### What needs to be done
Show every line of the items below that contains the word "patio". Case counts.

### Dataset extract
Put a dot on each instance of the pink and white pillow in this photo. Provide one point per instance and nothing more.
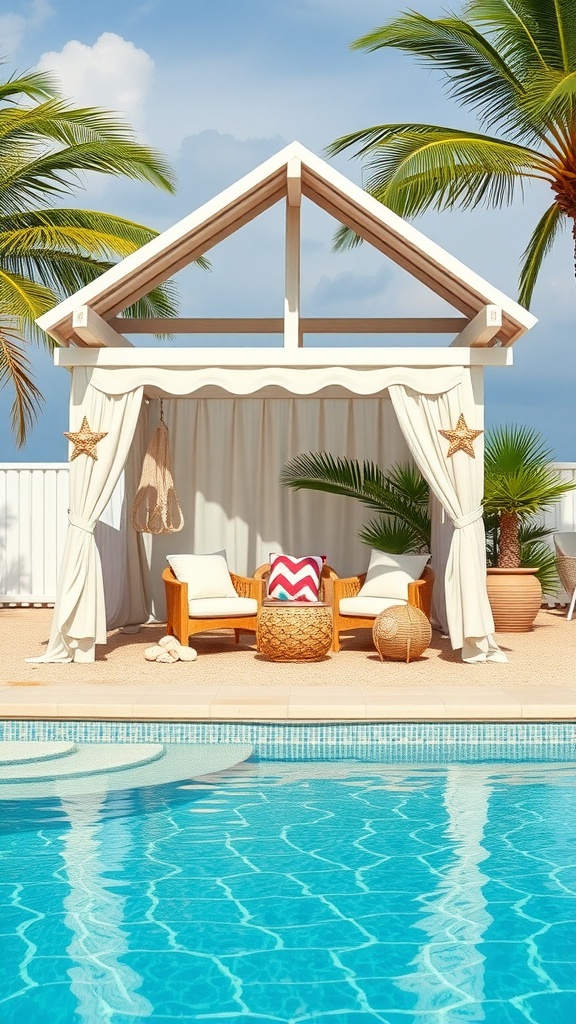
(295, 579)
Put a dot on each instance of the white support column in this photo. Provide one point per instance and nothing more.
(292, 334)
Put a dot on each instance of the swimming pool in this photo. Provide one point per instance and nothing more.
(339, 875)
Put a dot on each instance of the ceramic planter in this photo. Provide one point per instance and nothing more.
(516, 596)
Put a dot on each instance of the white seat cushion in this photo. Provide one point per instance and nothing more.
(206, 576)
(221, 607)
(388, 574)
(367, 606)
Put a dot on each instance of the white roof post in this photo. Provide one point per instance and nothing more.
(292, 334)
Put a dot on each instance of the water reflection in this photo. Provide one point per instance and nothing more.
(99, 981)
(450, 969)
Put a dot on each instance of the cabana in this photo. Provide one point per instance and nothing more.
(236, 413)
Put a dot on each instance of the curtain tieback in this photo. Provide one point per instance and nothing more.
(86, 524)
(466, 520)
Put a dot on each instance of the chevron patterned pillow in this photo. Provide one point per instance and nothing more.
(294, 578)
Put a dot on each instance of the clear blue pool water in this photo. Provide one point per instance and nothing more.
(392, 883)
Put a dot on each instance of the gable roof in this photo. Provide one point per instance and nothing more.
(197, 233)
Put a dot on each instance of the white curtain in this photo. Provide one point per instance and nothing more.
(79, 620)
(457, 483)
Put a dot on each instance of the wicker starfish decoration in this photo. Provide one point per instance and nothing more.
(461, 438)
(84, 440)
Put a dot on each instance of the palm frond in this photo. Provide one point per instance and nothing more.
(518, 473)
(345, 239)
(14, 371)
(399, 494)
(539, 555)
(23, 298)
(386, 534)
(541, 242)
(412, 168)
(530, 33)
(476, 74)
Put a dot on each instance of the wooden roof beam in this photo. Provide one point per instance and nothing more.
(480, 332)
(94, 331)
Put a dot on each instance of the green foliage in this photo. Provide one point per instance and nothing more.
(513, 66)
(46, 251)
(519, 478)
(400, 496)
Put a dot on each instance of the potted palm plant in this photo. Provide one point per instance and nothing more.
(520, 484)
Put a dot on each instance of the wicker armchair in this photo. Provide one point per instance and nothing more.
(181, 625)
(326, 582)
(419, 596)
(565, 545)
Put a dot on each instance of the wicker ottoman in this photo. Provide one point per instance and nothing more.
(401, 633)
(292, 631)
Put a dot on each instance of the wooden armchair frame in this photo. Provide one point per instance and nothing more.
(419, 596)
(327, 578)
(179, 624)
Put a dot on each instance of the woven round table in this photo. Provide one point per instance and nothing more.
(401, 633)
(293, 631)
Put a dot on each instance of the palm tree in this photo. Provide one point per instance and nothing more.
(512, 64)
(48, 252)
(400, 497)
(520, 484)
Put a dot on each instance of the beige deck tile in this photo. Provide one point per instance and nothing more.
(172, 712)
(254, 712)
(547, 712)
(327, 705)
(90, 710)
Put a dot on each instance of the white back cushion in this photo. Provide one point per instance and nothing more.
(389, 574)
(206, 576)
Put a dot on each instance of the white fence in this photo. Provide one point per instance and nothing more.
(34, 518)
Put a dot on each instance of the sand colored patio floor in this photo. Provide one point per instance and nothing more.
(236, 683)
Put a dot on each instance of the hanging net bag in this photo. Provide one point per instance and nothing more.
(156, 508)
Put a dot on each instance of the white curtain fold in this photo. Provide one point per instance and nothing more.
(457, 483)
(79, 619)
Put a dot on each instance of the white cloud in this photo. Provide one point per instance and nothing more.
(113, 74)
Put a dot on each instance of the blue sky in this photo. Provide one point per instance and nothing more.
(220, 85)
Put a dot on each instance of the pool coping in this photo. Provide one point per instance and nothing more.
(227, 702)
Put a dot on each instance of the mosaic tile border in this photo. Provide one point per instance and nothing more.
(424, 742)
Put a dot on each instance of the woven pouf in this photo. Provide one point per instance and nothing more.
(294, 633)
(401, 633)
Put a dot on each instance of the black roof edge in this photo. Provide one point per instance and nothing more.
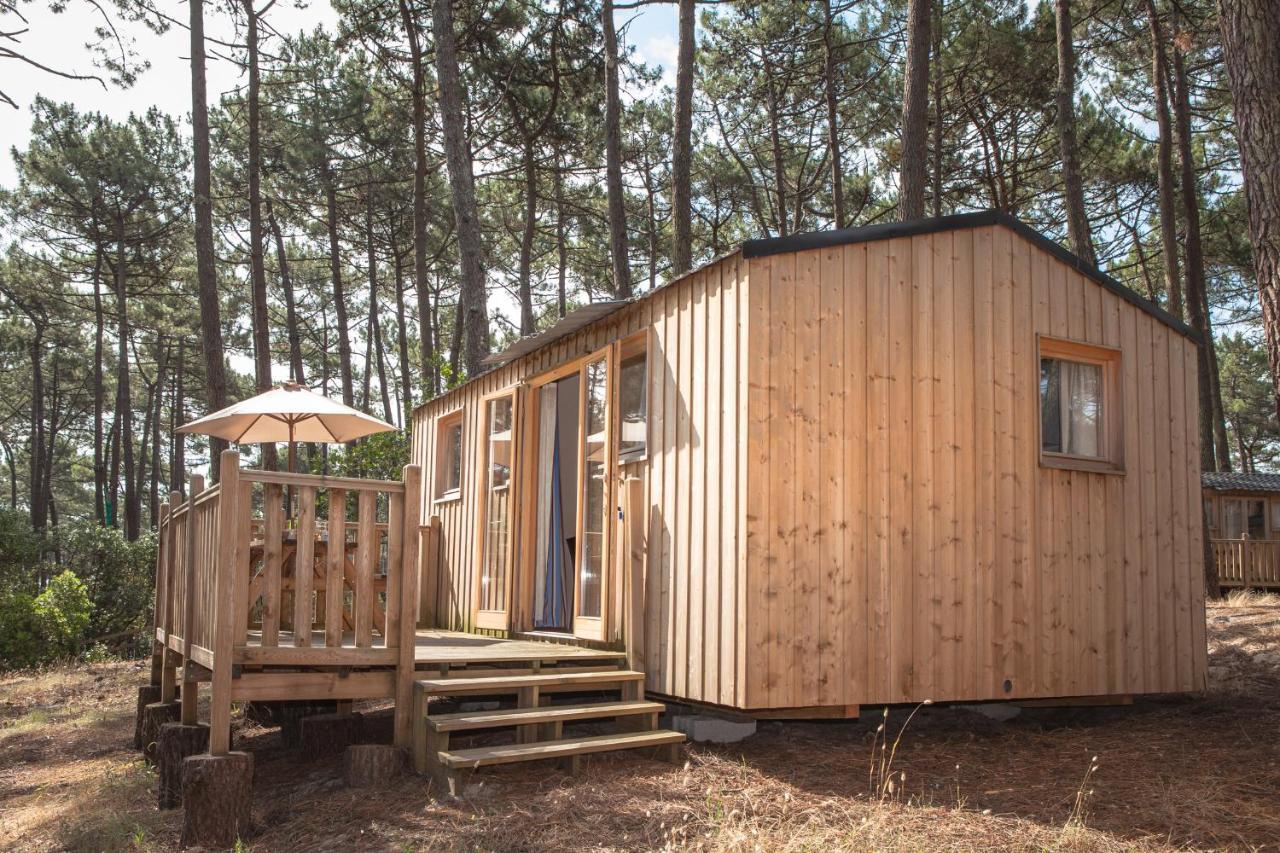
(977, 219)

---

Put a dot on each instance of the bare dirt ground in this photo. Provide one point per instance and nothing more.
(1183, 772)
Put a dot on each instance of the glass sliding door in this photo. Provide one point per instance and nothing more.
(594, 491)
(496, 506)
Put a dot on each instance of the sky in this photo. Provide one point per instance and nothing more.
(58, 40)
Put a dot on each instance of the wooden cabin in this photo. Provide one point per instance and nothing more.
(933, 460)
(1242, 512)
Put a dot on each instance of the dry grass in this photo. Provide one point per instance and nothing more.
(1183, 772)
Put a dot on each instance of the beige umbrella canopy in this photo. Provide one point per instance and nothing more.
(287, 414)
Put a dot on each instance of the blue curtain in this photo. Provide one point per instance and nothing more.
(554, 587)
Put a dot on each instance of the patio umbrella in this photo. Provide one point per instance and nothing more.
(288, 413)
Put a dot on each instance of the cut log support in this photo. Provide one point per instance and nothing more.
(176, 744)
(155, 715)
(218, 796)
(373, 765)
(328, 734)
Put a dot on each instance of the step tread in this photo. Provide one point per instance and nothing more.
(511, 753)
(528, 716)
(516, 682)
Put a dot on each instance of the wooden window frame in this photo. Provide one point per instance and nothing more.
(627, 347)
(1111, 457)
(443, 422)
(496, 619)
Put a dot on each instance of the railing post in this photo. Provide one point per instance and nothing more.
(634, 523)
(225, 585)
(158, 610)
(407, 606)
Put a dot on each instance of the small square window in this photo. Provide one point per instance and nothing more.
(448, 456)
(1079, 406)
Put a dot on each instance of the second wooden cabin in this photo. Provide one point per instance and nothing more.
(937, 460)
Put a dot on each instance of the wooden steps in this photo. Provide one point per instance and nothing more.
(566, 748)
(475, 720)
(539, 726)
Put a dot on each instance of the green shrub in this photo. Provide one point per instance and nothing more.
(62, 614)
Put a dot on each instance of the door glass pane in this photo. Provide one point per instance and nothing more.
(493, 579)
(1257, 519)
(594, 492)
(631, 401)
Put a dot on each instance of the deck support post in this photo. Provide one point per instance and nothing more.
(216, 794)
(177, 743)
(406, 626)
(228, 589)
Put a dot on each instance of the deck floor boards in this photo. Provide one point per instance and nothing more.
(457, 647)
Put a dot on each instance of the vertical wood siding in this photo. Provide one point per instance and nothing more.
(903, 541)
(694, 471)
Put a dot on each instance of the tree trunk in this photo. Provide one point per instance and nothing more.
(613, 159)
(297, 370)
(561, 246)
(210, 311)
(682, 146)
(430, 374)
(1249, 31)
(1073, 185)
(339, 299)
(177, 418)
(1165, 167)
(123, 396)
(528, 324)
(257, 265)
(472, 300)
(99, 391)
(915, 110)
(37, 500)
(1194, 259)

### Result for this task
Put a dot on each instance of the sand colored patio floor in this photo. Provide one point per instance and nothing more.
Put a dot on each instance of the patio umbrella in this photo. Provide one point per instance and nothing more.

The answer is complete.